• **STATED EXERCISE A**:
Pull out every line in the listing below that contains the string "texture", copying each one in full. Treat uppercase and lowercase as different.

[Start PASSAGE GIVEN]

How-to, November 1, 2019 | 28932 | 14 min read – Read later

How to Fix Crawl Errors in Google Search Console

Contents

Where to Check the Website Crawl?
Crawling Errors in the Search Console
Conclusion
FAQ

Crawl errors appear when the search engine cannot access the page of the website. This happens because of the errors in the server settings, CMS failures, changes in the URL structure, and other reasons. Errors can affect the website ranking in search results, as well as the users' attitude to the resource.

Before we jump into the topic, let us remind you about opportunities that Serpstat can propose to your business if you are looking to enhance site SEO:

Keyword Research. Pick the right keywords for SEO and PPC campaigns that attract your audience.
Keyword Clustering. Organize keywords by thematic similarity.
Website SEO Audit. Find and fix on-site issues to boost your Google rankings.
Competitor Analysis. Analyze competitors' sites in SEO and PPC strategy.
AI Content Generation. Generate articles and meta tags.

Where to Check the Website Crawl?

The Google Search Console tools have everything you need to check your website. The console contains reports on web resource crawl statistics, a number of impressions and clicks, as well as average position in the search.

You may find errors in crawl reports. It also gives a brief explanation for the webmaster: reasons why they appeared and how to solve them.

Information in the Search Console is delayed. Therefore, it can display information about errors that have already been fixed several weeks ago.

In addition to consoles, it is necessary to check the website using other crawling and auditing methods.

Crawling Errors in the Search Console

Google divides errors into two types:
- site errors: appear if the bot cannot bypass the entire resource;
- URL errors: indicate an issue on separate pages.

The first should be fixed as quickly as possible: they affect the promotion process. If the website is not optimized, fixing these errors will have little effect on the ranking in search results.

Website Errors

This is how the webmaster panel looks like without errors:

If there are problems, you will see blocks with details specified:

The screenshot below shows that Sitemap.xml is a URL that is blocked by the noindex tag. Just remove this tag to set up a crawl:

But errors appear for other reasons as well.

DNS Errors

DNS is a domain name system, which data is used by robots when visiting resources. If DNS errors occur, then the search engine cannot connect to the site, and users cannot find and open it.

Google doesn't report any error at once: it may return a couple of times, and if all attempts failed, it would display a message in the console.

Google developers say that most DNS errors don't affect promotion because they don't interfere with crawling. But they still should be fixed asap, otherwise, users may leave the website due to slow page loading.

How to fix DNS errors?

1) Contact the DNS provider through the hosting provider or DNS registrar and find out if there are any problems on their side.
2) Use the "View as Googlebot" tool: the crawl function will show that the website connection is normal. Currently, this function is available only in the old version of the console, but at the end of March 2019, Google will disable it, and it's still a secret whether it will remain in its current view.
3) See if the server gives HTTP 404 and 500 error codes via web-sniffer. Based on the results, fix the errors with the help of a developer.

[End PASSAGE GIVEN]

• **STATED EXERCISE B**:
From the crawl-errors article above, quote the part starting with "AI Content Generation." and going on through "to solve them.", word for word.

[Start DATA SUPPLIED]

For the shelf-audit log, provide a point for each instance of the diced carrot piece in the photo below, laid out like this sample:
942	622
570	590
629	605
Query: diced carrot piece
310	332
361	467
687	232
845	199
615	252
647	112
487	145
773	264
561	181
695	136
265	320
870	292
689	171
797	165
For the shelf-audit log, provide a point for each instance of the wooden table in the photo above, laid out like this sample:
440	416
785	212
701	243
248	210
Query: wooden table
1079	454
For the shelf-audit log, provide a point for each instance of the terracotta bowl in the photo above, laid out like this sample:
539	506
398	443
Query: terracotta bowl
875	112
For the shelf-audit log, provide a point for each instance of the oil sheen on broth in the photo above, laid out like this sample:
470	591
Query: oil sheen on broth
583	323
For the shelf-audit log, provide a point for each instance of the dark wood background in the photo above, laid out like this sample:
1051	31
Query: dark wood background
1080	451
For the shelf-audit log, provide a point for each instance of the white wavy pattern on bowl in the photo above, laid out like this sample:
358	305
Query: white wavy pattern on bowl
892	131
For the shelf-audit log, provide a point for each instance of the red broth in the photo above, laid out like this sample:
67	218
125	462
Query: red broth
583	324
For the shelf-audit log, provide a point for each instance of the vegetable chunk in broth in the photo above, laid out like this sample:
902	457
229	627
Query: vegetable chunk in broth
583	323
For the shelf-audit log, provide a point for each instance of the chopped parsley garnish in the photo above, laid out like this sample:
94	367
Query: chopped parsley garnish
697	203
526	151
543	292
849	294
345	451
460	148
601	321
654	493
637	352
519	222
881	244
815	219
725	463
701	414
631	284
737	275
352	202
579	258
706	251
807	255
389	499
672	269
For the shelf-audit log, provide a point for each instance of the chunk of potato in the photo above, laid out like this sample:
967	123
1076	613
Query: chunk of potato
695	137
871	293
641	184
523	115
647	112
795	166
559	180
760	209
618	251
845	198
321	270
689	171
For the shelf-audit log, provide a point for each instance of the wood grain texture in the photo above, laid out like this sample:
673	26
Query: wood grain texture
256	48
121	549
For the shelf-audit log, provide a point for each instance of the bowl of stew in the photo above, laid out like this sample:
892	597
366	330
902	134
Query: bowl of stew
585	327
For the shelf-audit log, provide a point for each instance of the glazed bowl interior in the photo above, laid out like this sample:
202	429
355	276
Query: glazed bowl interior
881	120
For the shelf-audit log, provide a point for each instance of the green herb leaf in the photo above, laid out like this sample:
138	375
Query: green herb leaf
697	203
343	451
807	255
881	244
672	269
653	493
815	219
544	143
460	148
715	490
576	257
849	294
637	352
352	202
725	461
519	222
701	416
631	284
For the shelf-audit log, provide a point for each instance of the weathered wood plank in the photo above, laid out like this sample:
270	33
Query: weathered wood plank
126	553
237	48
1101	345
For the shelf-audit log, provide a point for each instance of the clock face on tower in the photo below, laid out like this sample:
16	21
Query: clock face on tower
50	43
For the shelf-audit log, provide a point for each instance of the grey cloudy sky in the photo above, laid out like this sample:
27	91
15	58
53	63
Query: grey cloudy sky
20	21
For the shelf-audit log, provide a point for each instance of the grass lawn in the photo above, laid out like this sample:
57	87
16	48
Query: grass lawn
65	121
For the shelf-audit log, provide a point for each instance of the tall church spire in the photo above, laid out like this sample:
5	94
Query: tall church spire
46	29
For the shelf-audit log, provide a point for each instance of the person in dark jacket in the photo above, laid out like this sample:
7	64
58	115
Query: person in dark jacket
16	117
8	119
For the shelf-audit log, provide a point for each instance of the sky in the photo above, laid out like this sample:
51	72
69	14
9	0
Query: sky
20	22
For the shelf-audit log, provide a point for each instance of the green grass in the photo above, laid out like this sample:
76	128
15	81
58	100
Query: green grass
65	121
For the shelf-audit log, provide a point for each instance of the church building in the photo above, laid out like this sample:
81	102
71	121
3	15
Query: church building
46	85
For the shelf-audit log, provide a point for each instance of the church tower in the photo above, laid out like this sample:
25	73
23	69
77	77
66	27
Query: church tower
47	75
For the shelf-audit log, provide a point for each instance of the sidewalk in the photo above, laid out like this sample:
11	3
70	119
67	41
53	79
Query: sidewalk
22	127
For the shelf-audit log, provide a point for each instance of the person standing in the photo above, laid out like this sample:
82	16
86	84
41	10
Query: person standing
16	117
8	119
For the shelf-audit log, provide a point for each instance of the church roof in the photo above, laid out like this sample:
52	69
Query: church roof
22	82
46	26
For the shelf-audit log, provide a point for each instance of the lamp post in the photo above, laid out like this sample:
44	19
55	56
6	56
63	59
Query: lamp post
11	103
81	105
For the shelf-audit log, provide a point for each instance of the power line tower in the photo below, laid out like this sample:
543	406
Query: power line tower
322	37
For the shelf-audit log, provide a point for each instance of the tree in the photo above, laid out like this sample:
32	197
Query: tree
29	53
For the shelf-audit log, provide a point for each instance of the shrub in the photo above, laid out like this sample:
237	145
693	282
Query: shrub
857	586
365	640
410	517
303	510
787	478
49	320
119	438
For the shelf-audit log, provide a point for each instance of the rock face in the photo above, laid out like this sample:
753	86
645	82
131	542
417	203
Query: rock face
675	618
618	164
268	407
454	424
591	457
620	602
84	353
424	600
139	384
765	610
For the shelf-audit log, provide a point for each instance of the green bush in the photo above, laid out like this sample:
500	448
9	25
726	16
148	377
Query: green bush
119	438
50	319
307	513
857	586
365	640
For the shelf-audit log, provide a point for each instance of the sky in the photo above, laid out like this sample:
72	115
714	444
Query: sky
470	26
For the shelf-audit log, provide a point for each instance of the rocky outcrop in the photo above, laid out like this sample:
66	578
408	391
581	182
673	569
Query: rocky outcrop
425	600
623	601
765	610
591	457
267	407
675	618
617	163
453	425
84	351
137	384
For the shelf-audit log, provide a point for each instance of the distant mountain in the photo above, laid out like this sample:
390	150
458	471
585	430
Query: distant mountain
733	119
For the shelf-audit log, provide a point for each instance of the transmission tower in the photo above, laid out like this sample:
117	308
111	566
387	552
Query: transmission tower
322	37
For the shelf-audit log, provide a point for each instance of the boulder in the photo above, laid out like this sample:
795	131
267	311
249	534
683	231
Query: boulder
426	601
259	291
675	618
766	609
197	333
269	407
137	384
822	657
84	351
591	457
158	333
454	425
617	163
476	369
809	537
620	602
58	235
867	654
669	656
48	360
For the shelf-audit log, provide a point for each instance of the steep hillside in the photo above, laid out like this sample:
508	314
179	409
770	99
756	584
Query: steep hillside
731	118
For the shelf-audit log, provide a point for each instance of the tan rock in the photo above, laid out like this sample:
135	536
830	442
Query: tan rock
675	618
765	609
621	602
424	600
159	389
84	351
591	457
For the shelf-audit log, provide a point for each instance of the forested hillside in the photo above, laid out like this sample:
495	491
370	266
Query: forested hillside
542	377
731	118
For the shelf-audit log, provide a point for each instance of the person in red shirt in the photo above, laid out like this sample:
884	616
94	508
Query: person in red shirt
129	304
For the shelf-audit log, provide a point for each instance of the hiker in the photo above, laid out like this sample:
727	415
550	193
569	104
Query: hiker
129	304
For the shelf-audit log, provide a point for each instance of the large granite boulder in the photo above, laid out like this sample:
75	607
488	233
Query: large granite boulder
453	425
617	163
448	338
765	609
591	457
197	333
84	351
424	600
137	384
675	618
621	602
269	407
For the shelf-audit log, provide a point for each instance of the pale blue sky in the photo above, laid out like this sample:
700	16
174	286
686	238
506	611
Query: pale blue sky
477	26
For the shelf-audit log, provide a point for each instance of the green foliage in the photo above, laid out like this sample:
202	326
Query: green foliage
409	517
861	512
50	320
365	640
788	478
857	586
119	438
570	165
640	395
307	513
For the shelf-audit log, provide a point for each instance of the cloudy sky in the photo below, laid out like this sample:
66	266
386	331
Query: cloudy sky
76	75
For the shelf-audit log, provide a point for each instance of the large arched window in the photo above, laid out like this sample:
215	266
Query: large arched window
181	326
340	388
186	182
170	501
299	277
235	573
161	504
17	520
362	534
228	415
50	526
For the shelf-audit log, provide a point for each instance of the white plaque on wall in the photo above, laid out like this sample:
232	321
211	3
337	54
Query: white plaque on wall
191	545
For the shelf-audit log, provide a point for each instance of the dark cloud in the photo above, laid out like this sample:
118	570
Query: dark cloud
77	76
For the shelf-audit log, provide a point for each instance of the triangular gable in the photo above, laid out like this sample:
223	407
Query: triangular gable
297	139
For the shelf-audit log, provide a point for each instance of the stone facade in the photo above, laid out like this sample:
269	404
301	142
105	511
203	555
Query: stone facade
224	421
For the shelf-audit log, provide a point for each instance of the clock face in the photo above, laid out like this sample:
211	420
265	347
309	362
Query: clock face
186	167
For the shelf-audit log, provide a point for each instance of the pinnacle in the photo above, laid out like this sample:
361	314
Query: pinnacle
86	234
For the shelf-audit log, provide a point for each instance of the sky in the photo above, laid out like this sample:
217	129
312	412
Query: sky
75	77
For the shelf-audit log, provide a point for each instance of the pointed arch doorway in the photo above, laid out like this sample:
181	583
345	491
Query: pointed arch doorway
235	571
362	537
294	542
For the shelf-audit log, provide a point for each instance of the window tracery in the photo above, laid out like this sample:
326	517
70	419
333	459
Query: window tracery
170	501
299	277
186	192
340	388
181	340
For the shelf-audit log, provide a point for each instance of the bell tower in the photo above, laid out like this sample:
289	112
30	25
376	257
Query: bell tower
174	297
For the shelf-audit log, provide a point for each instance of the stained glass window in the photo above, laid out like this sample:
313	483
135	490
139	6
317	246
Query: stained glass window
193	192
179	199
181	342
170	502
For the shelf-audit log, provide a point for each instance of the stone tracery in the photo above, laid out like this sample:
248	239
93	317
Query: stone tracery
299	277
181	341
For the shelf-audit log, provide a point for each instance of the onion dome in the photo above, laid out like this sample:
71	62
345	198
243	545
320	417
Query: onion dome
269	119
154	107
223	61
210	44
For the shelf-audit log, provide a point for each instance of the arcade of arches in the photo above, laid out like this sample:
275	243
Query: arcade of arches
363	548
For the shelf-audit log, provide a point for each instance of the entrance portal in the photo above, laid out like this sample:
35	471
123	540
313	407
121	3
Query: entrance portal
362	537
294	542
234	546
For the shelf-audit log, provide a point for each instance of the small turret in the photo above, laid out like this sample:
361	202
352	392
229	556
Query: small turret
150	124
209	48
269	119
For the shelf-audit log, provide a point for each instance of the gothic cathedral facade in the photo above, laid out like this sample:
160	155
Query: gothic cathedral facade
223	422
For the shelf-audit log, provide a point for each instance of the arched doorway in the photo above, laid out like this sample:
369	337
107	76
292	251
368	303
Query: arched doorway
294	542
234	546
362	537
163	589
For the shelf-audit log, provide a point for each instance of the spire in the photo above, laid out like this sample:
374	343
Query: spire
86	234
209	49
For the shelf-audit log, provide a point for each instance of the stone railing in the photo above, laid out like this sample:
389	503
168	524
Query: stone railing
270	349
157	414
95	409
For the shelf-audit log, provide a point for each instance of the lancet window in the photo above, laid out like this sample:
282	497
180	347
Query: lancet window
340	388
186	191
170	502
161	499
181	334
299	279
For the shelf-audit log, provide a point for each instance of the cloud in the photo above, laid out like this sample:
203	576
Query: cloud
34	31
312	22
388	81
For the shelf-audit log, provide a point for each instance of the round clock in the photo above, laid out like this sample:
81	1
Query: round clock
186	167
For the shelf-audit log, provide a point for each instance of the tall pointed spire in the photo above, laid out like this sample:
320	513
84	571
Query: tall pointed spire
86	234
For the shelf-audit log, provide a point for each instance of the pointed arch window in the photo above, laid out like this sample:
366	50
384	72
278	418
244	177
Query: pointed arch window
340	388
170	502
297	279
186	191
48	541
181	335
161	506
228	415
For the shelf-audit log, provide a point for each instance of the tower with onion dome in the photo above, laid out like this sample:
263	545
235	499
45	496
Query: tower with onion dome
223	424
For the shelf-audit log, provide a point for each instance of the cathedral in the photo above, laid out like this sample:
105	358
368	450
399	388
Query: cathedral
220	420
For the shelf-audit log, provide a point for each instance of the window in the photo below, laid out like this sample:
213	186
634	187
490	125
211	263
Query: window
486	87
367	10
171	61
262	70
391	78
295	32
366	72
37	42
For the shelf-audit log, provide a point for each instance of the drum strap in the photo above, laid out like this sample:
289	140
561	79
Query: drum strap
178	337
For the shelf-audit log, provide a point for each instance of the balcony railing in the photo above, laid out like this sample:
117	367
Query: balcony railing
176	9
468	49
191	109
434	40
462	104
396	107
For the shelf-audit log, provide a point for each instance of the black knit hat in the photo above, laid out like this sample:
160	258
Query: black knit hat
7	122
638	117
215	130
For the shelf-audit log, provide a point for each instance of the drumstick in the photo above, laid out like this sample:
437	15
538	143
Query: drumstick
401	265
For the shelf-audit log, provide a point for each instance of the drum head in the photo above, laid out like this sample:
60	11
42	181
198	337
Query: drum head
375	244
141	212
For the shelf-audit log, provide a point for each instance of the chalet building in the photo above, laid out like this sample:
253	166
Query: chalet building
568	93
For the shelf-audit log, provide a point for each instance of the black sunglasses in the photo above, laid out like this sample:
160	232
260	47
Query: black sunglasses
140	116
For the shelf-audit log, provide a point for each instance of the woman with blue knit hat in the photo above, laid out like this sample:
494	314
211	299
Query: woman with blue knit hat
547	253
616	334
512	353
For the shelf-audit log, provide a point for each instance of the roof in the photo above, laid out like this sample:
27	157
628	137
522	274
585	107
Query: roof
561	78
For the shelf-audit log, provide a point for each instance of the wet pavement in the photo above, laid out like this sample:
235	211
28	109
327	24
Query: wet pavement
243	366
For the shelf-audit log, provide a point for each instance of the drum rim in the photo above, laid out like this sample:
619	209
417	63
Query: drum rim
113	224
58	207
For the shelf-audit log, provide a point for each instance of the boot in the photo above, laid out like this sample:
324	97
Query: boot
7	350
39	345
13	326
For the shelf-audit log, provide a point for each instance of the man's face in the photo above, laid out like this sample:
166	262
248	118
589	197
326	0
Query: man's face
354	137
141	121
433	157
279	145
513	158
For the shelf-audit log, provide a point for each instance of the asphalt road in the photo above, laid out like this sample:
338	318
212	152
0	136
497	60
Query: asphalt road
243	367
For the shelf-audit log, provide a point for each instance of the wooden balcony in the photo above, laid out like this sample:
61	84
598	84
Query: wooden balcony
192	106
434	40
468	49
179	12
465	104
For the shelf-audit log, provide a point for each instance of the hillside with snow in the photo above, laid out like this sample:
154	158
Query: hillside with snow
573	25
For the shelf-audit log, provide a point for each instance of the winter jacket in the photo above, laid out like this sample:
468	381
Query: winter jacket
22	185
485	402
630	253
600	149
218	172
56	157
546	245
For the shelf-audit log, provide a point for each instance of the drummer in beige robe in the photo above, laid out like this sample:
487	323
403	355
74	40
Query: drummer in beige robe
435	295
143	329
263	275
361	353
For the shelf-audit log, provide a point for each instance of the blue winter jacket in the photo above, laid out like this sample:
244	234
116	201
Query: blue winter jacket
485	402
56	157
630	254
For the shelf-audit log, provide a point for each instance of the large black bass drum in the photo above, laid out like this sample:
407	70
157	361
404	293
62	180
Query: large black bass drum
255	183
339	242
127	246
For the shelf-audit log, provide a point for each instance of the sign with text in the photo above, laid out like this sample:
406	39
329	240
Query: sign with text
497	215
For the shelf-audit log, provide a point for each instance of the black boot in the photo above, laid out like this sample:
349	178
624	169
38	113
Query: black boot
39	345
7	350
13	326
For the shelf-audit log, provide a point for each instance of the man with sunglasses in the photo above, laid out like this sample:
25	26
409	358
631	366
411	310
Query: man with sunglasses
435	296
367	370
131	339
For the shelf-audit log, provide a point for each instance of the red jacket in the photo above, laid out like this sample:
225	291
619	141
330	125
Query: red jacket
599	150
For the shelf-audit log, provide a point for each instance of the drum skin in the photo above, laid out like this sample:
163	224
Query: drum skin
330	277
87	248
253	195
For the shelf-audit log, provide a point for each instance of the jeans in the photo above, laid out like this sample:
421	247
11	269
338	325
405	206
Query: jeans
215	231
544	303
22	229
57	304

[End DATA SUPPLIED]

• **RESPONSE A**:
For the shelf-audit log, provide a point for each instance of the wood grain texture in the photo above, laid out like this sample:
Query: wood grain texture

• **RESPONSE B**:
AI Content Generation. Generate articles and meta tags.

Where to Check the Website Crawl?

The Google Search Console tools have everything you need to check your website. The console contains reports on web resource crawl statistics, a number of impressions and clicks, as well as average position in the search.

You may find errors in crawl reports. It also gives a brief explanation for the webmaster: reasons why they appeared and how to solve them.